-------- Excerpt --------

Africa, alliances, and Agadir

On July 10, 1898 a French force of seven European officers and 120 Senegalese soldiers under the command of Major Jean Baptiste Marchand arrived at the fortified oasis of Fashoda in modern-day Sudan. Marchand had risen from the ranks and therefore was almost custom-made for fame in a Third Republic France suspicious of its own entrenched military officers. He had played a key role in the French conquest of West Africa and had taken charge of the expedition to extend French influence east to the Nile River. His arrival at Fashoda created a surge of patriotism badly needed in a country still suffering from its humiliation at the hands of the Germans in the Franco-Prussian War of 1870–1871, the aftershocks of the bloody civil war known as the Paris Commune that followed, and the enduring scandal known as the Dreyfus Affair. Marchand’s arrival at Fashoda seemed to usher in a new era of French glory at the expense of France’s long-standing rival, the British Empire.
If Marchand was the ready-made hero, Britain seemed an equally ready-made foe. Anti-British sentiment had been rising in France, partially due to colonial rivalry in Africa. German policy after 1871 encouraged French expansion in Africa, both to shift France’s focus from continental issues and to strengthen existing Anglo-French tensions. By encouraging French expansion in Africa at the Berlin Conference of 1884–1885, Germany placed two of its main rivals on a potential collision course with one another. This policy seemed to be paying dividends as French and British interests clashed at Fashoda.

-------- Information shown --------

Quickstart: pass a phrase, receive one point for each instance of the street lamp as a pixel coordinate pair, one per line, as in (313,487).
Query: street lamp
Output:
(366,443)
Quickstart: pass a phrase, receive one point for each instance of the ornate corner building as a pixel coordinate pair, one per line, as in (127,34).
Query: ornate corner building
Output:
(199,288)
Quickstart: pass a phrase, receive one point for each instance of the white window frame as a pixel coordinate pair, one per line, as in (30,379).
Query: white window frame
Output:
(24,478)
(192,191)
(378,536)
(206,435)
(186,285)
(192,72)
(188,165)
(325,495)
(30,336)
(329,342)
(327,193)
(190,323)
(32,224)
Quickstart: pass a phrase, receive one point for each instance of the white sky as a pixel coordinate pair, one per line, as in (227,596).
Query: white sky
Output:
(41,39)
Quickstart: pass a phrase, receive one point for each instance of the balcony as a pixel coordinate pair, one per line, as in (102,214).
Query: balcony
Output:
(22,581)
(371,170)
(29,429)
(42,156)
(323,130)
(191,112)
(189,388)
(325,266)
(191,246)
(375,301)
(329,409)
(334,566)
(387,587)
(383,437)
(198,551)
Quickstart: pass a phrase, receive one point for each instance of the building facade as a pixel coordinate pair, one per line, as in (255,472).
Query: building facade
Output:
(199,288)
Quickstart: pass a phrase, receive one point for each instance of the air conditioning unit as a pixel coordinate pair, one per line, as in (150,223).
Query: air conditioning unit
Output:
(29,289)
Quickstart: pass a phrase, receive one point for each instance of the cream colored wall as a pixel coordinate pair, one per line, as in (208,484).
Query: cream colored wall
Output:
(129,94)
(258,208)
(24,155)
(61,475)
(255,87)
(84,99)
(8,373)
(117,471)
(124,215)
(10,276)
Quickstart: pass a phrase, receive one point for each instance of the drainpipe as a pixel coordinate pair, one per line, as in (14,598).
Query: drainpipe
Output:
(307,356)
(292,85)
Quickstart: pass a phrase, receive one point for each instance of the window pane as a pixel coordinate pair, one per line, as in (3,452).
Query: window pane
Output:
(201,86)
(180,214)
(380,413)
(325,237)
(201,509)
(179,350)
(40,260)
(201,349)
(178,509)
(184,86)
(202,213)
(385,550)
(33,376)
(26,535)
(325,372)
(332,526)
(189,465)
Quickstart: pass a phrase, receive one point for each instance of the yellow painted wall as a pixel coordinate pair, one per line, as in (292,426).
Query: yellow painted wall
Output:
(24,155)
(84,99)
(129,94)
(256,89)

--------

▶ _Short task A_: Name the three troubles that the Fashoda excerpt says France was still suffering from when Marchand reached Fashoda.
▶ _Short task B_: According to the Fashoda excerpt, at which conference did Germany encourage French expansion in Africa?
▶ _Short task C_: Continue the Fashoda excerpt, picking up right after its last sentence.
The listing has no connection to the Fashoda excerpt.

▶ _Result A_:
- Its humiliation by the Germans in the Franco-Prussian War of 1870–1871
- The aftershocks of the Paris Commune, the bloody civil war that followed
- The enduring scandal known as the Dreyfus Affair

▶ _Result B_: The Berlin Conference of 1884–1885.

▶ _Result C_:
Horatio Herbert Kitchener, one of Great Britain’s rising military stars, was an ironic choice to change that situation. In 1898 he seemed to be acting in Germany’s interest by challenging the French position at Fashoda, but in 1870 he had volunteered to fight for France against the Prussians. Since then, he had become a veritable stereotype of the British colonial officer; his image later graced countless World War I recruitment posters. Between 1871 and 1898, he rose to become the commander of the Anglo-Egyptian Army and won a major victory at Omdurman in September, 1898, recovering Khartoum from the anti-imperial Mahdists. One of his junior officers in this campaign was a young volunteer named Winston Churchill. After that victory, Kitchener turned a small part of his force toward Fashoda, determined to win it back for the British Empire.
The stage seemed set for a major clash of French and British forces. Popular opinion on both sides of the English Channel clamored for war. Anglo-French relations deteriorated to their lowest point since Waterloo. Kitchener and Marchand both received orders from their respective governments not to back down. France’s foreign minister, Théophile Delcassé, had been one of the organizers of the Marchand mission and supported a wider French sphere of influence in Africa. Like most Frenchmen, his initial response to the crisis was to dig in his heels and prepare for the worst. As the two nations began preparations for battle, Europe seemed ready for war once again.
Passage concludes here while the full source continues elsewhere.